:: ACTIVITY ::
What are the lines from the one with "Query: smiling man in white coat" through the end of the records below, written out exactly and without the pictures?
┌──
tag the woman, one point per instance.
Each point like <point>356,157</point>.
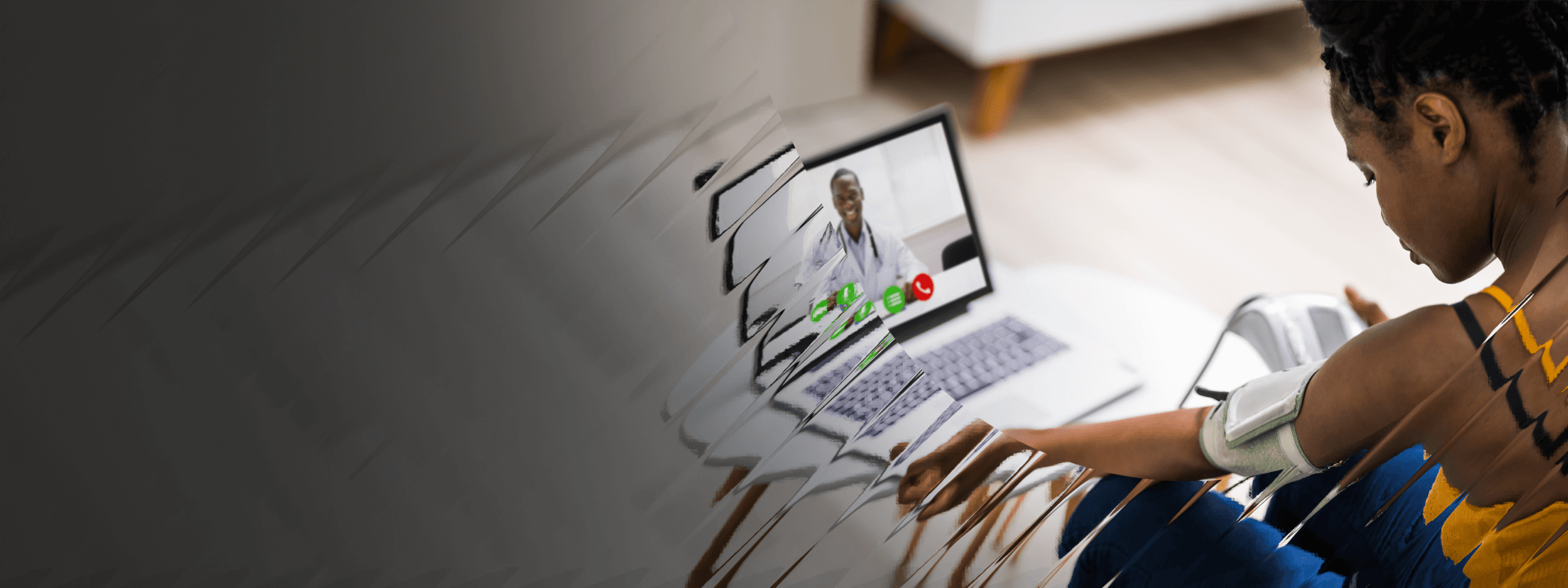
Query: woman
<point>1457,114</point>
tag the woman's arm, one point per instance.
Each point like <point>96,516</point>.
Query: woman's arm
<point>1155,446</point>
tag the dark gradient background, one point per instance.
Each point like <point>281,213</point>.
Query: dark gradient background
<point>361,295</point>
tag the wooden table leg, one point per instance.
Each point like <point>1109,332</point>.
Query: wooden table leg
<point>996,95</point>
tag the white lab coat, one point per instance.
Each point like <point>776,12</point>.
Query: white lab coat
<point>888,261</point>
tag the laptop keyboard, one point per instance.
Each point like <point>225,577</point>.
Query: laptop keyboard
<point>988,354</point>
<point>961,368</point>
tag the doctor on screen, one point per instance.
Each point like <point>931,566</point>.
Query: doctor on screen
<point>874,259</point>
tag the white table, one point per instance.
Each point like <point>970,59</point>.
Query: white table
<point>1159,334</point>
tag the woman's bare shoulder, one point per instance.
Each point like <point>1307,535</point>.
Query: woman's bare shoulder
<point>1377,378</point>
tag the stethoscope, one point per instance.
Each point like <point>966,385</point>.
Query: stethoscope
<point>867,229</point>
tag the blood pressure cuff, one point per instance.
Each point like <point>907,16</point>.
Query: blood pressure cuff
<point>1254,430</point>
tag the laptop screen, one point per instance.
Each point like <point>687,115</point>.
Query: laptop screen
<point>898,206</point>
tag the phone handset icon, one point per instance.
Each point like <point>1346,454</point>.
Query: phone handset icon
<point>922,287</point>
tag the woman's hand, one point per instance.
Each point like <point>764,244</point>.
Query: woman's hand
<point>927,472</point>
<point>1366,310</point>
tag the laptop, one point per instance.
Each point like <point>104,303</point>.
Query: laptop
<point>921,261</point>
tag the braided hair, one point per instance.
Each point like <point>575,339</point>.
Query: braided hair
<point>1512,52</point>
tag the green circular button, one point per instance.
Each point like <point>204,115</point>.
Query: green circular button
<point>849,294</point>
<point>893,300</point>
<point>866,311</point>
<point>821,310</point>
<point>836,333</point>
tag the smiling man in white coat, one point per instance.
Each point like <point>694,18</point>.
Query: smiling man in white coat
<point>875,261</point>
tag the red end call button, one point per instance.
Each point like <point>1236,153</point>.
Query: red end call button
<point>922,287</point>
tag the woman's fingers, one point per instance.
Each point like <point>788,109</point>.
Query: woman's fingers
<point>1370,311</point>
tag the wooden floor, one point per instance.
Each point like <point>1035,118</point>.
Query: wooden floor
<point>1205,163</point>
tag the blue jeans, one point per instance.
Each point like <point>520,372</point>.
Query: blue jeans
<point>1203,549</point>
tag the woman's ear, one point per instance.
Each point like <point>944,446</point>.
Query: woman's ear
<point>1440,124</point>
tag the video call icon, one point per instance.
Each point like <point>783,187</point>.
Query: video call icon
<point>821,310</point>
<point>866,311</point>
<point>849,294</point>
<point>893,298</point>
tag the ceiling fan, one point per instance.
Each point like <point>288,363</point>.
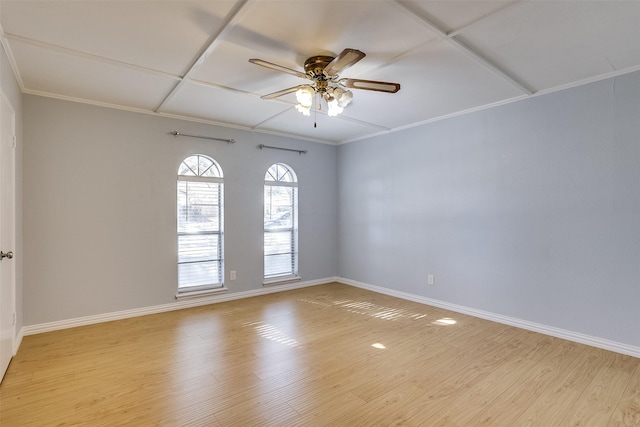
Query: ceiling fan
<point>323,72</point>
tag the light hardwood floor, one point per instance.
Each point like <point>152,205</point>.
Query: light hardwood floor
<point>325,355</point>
└──
:: ANSWER TO THE EXERCISE ::
Query: smiling man in white coat
<point>875,261</point>
tag the red end call button, one point per instance.
Each point like <point>1236,153</point>.
Query: red end call button
<point>922,287</point>
tag the woman's fingers, one point per instance.
Each point like <point>788,109</point>.
Query: woman's fingers
<point>1370,311</point>
tag the wooden floor, one point per instance.
Each point like <point>1035,118</point>.
Query: wooden floor
<point>1205,163</point>
tag the blue jeans, one point per instance.
Each point like <point>520,372</point>.
Query: blue jeans
<point>1203,549</point>
tag the woman's ear, one point per instance.
Each point like <point>944,446</point>.
Query: woman's ear
<point>1440,124</point>
tag the video call icon, one point per instance.
Each point like <point>783,187</point>.
Query: video call icon
<point>821,310</point>
<point>866,311</point>
<point>849,294</point>
<point>893,298</point>
tag the ceiling fan, one point per instance.
Each point like <point>288,363</point>.
Query: ceiling fan
<point>323,72</point>
tag the light hardwood floor, one point per instance.
Each point like <point>152,205</point>.
Query: light hardwood floor
<point>325,355</point>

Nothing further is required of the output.